- Task instructions -
1. List every distinct username that appears in a post heading of the forum thread about library visits.
2. In the forum thread about library visits, how often does Pickman's model say they go to the local library?
3. Continue the forum thread about library visits after its last post.

- Text block -
On the other hand, NYC does have the culture of the stoop sale which has turned up some good book finds.


----------



## joustmaster (Feb 5, 2012)

I went and printed something there about two years a go. it was terrible quality. 

before that.. Erm.. over twenty years a go.

I read a lot too.


----------



## Pickman's model (Feb 5, 2012)

My local library? Twice a week


----------



## Pickman's model (Feb 5, 2012)

gentlegreen said:


> Maybe 20 years ago - certainly not since I got regular access to the proto-Interweb.
> Read my last book about 15 years ago.


It's nothing to boast about


----------



## gentlegreen (Feb 5, 2012)

Pickman's model said:


> It's nothing to boast about


It's just an observation - I find nothing I want in books - fiction especially.

Which isn't to say I don't read a fair bit, but it's in a convenient electronic form.


----------



## beesonthewhatnow (Feb 5, 2012)

Don't think I've been to one for about 15 years

If i want to read a book I buy it, if i need to look something up I use the internet.


----------



## Maurice Picarda (Feb 5, 2012)

It's something to take children to, so that they learn the value of public services. Books that one actually wants to read oneself are Amazon's job.

- Rows -
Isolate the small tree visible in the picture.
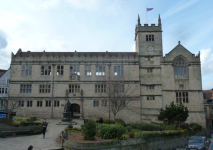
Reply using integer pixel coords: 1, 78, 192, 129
158, 101, 189, 124
100, 77, 140, 121
3, 97, 20, 119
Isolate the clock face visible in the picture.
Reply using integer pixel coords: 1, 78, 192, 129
148, 46, 153, 51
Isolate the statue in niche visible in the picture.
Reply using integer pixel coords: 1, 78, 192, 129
64, 100, 71, 112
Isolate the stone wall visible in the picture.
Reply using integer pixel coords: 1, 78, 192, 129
62, 131, 206, 150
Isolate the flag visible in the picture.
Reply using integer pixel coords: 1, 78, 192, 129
146, 8, 153, 11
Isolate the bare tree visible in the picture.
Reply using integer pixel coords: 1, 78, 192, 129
2, 97, 21, 119
97, 77, 140, 120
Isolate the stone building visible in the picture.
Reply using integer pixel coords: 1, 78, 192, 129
9, 16, 205, 126
0, 69, 10, 112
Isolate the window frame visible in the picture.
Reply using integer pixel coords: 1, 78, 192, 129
114, 65, 124, 76
146, 34, 155, 41
27, 101, 33, 107
84, 65, 92, 76
21, 65, 32, 76
39, 84, 51, 93
173, 56, 189, 80
20, 84, 32, 93
70, 65, 80, 76
45, 100, 51, 107
146, 96, 155, 100
95, 84, 106, 93
147, 68, 153, 73
54, 100, 60, 107
37, 101, 43, 107
18, 101, 24, 107
68, 84, 81, 93
175, 92, 189, 103
93, 101, 99, 107
95, 65, 106, 76
56, 65, 64, 76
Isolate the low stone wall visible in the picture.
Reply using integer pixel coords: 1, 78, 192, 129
62, 130, 206, 150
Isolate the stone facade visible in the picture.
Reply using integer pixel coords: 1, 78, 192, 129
0, 69, 10, 109
9, 16, 205, 127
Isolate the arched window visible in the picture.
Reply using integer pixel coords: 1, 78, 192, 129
173, 57, 188, 79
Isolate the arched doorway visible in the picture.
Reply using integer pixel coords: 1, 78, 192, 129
71, 103, 80, 119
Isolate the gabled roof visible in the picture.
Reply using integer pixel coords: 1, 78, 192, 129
16, 51, 138, 57
203, 89, 213, 100
167, 41, 193, 55
0, 69, 7, 77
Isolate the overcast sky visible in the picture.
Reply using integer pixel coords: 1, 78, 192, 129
0, 0, 213, 90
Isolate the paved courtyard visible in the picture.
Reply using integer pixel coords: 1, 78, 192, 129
0, 119, 83, 150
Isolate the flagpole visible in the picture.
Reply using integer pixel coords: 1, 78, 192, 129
146, 6, 147, 24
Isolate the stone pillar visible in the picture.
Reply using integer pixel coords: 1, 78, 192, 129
80, 89, 84, 119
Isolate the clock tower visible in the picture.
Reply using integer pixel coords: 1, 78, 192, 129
135, 15, 163, 122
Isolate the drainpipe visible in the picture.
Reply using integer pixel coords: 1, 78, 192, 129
51, 64, 55, 119
108, 64, 111, 120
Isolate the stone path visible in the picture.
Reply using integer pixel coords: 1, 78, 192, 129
0, 119, 83, 150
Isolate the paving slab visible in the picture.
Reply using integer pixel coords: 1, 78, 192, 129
0, 119, 83, 150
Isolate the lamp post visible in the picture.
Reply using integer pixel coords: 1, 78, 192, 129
51, 64, 55, 119
80, 89, 84, 119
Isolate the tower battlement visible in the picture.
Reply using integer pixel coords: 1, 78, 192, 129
135, 15, 163, 39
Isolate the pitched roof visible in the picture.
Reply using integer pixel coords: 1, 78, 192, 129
167, 43, 192, 55
16, 51, 138, 57
203, 89, 213, 100
0, 69, 7, 77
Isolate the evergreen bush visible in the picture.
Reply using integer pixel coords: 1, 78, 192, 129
189, 123, 202, 131
99, 124, 125, 139
115, 119, 126, 127
135, 130, 182, 139
81, 119, 96, 141
130, 123, 161, 131
121, 134, 129, 140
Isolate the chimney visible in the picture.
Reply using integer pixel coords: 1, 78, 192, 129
212, 89, 213, 99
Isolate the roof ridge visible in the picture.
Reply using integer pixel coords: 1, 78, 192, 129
167, 43, 193, 55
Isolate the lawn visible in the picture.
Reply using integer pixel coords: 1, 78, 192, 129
127, 129, 142, 134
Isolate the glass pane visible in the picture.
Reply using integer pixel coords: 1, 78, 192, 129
121, 66, 124, 70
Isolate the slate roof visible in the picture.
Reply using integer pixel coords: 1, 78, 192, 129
167, 43, 192, 54
0, 69, 7, 77
16, 51, 138, 57
203, 89, 213, 100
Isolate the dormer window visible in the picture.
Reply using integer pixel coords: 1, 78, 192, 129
146, 35, 154, 41
173, 57, 188, 79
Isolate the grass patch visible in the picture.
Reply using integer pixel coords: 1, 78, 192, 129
128, 129, 142, 134
67, 130, 81, 133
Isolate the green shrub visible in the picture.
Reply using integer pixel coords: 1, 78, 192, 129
99, 124, 125, 139
30, 117, 37, 122
67, 125, 73, 128
129, 133, 135, 138
165, 125, 176, 130
72, 127, 81, 131
135, 130, 182, 139
13, 118, 26, 126
0, 118, 13, 126
120, 134, 129, 140
126, 126, 132, 132
130, 123, 161, 131
103, 119, 115, 124
81, 119, 96, 141
6, 114, 13, 119
189, 123, 202, 131
115, 119, 126, 127
0, 124, 43, 135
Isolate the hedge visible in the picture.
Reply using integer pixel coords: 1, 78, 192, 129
0, 124, 43, 135
135, 130, 182, 139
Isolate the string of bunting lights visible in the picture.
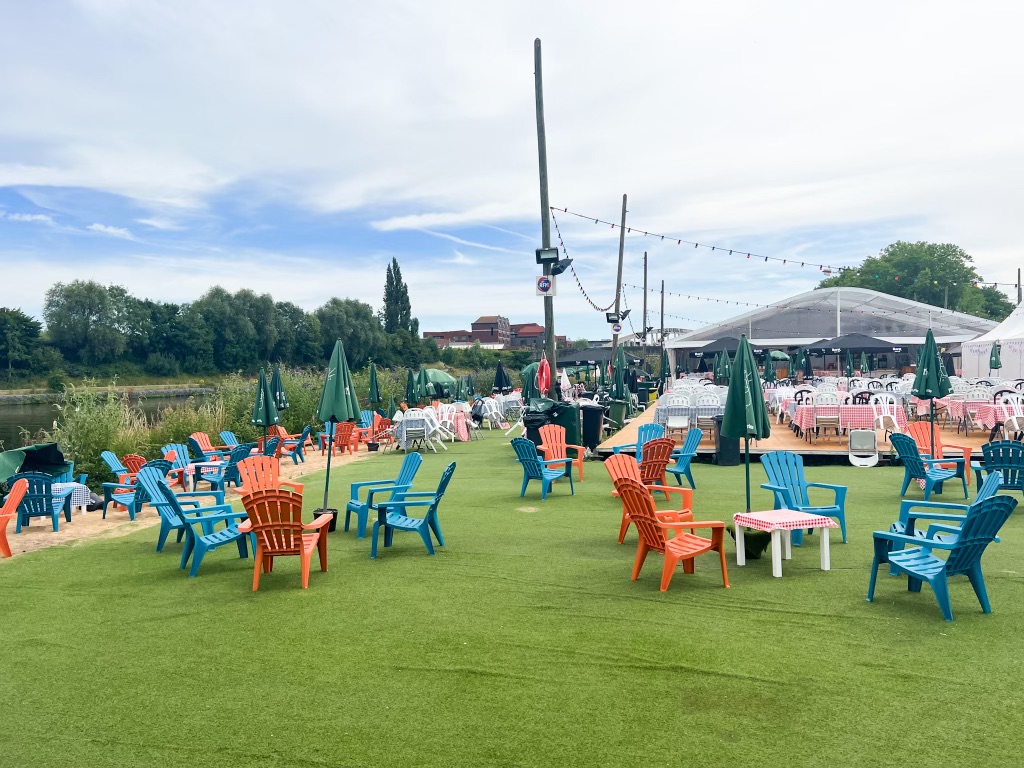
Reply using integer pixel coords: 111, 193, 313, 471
551, 209, 617, 312
551, 206, 1017, 290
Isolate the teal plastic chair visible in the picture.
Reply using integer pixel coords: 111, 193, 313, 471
889, 433, 968, 502
761, 451, 847, 546
665, 427, 703, 490
867, 495, 1017, 622
7, 472, 73, 534
103, 459, 171, 520
611, 424, 665, 464
512, 437, 575, 501
370, 462, 454, 559
281, 427, 313, 464
138, 468, 249, 577
345, 453, 423, 539
971, 440, 1024, 492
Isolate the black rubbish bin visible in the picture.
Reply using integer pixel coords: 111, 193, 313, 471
522, 411, 551, 445
580, 400, 604, 451
715, 416, 739, 467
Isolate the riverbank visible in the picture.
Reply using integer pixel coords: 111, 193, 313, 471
0, 384, 213, 406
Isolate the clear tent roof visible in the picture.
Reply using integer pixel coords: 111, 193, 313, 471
666, 288, 996, 349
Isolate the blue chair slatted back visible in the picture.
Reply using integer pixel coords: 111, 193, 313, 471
761, 451, 810, 507
512, 437, 544, 480
680, 427, 703, 454
889, 432, 925, 479
7, 472, 53, 517
946, 496, 1017, 575
981, 440, 1024, 490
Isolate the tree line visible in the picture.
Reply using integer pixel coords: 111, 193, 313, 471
0, 260, 531, 381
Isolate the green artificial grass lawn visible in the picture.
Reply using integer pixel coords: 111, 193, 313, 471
0, 432, 1024, 767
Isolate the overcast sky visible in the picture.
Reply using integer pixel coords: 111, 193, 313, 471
0, 0, 1024, 338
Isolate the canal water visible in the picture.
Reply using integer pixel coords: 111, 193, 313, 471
0, 397, 194, 450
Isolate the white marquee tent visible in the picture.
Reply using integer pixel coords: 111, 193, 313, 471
961, 304, 1024, 379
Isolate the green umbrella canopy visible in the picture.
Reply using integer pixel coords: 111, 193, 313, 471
270, 365, 288, 411
368, 361, 384, 406
252, 368, 281, 430
722, 334, 771, 512
316, 339, 359, 423
988, 341, 1002, 369
406, 369, 419, 407
519, 362, 541, 403
492, 360, 512, 394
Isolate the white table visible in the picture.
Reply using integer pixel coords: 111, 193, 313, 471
732, 509, 839, 579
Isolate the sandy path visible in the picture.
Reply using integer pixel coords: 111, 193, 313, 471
0, 446, 378, 562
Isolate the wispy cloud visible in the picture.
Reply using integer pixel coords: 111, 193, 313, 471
85, 223, 135, 240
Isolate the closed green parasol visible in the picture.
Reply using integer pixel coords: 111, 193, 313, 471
316, 339, 359, 512
270, 365, 288, 412
988, 341, 1002, 373
252, 368, 281, 439
722, 334, 771, 512
368, 360, 384, 408
910, 329, 950, 460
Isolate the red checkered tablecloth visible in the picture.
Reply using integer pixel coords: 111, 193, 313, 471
732, 509, 839, 532
793, 406, 906, 431
946, 400, 1002, 429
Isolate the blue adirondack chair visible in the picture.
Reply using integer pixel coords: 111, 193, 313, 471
889, 433, 967, 502
665, 427, 703, 490
138, 468, 249, 577
971, 440, 1024, 492
761, 451, 846, 546
103, 459, 171, 520
193, 442, 256, 490
370, 462, 454, 558
99, 451, 131, 482
281, 427, 313, 464
867, 495, 1017, 622
611, 424, 667, 460
345, 453, 423, 539
512, 437, 575, 501
7, 472, 73, 534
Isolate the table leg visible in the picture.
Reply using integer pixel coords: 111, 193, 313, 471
771, 528, 790, 579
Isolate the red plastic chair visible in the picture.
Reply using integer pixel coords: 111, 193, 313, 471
0, 477, 29, 557
239, 489, 334, 592
615, 479, 729, 592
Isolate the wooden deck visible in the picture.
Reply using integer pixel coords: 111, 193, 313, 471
597, 403, 988, 459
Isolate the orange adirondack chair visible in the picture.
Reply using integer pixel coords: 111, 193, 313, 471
0, 477, 29, 557
321, 421, 358, 456
537, 424, 587, 482
604, 454, 693, 544
118, 454, 145, 475
906, 421, 971, 485
239, 456, 305, 496
615, 479, 729, 592
239, 489, 333, 592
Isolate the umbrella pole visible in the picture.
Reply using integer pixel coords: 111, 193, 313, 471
321, 419, 337, 514
743, 437, 751, 514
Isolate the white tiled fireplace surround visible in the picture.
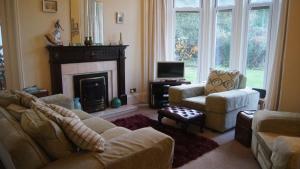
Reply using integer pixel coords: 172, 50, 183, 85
61, 61, 118, 102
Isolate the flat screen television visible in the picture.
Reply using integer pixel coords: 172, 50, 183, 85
157, 62, 184, 80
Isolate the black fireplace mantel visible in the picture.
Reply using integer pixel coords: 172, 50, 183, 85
47, 45, 128, 105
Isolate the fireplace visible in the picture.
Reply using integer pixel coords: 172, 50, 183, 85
73, 72, 109, 113
47, 45, 127, 106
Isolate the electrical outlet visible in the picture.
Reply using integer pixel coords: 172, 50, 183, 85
130, 88, 136, 93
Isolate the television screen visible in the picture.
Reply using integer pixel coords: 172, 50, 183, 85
157, 62, 184, 78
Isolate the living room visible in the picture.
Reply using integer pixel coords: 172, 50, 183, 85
0, 0, 300, 169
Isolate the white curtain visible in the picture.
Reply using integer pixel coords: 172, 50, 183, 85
143, 0, 172, 100
266, 0, 289, 110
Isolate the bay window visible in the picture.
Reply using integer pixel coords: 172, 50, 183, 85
172, 0, 279, 88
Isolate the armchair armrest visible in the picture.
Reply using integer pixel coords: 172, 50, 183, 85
271, 136, 300, 169
206, 89, 259, 113
252, 111, 300, 136
98, 127, 174, 169
169, 84, 205, 104
40, 94, 74, 109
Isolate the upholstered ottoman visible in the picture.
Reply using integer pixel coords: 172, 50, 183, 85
157, 106, 206, 132
235, 111, 256, 147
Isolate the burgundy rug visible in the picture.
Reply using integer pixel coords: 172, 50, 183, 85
113, 115, 219, 168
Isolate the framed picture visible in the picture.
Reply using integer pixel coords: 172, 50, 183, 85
43, 0, 57, 13
116, 12, 124, 24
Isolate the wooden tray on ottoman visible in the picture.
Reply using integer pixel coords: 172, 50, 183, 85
157, 106, 206, 132
235, 110, 256, 147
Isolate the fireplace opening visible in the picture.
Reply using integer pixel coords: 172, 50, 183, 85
73, 73, 108, 113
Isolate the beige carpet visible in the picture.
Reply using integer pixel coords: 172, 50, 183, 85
104, 106, 260, 169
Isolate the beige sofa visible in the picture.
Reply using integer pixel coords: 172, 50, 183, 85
251, 111, 300, 169
0, 95, 174, 169
169, 75, 259, 132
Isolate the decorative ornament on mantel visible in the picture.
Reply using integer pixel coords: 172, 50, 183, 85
45, 20, 64, 46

- Solved tasks -
1.
joustmaster
Pickman's model
gentlegreen
beesonthewhatnow
Maurice Picarda

2. Twice a week.

3.
----------



## marty21 (Feb 5, 2012)

DaveCinzano said:


> TBF it's probably been turned into flats. Or a library-themed cocktail bar.


 they have a relatively new one on Mare St, plus there are 2 closer to me in Clapton and Stoke Newington.


----------



## Geri (Feb 5, 2012)

I never go to the library - probably haven't been for about 25 years. I don't see the point of them for people like me.


----------



## moochedit (Feb 5, 2012)

not been to one since i was a kid, so probably about 25 years or so.


----------



## gentlegreen (Feb 5, 2012)

I have access to an academic library, and in the early days of computers when I was still soldering bits together, I used to plunder it for electronic schematics and the like - but the Dewey Decimal system dictates that those books are up several flights of stairs, and the Interweb is a much better for that sort of thing.


----------



## ATOMIC SUPLEX (Feb 5, 2012)

Once a week.  I used to go more with my daughter before she started school. It's a great place to go with kids and we sit and read for about half an hour.  There used to be exhibitions and a cool cinema but government cuts have out a stop to that. 
I love the library but fear that it won't be around for much longer.


----------



## May Kasahara (Feb 5, 2012)

Geri said:


> I never go to the library - probably haven't been for about 25 years. I don't see the point of them for people like me.


 
I am curious - what are people like you like?

I visit our library at least once a week, although this is a visit with small children so it doesn't involve any actual checking out of books for me , more just sitting in the cafe eating biscuits before hanging around the children's library watching my son play the Pingu computer game.


----------



## _angel_ (Feb 5, 2012)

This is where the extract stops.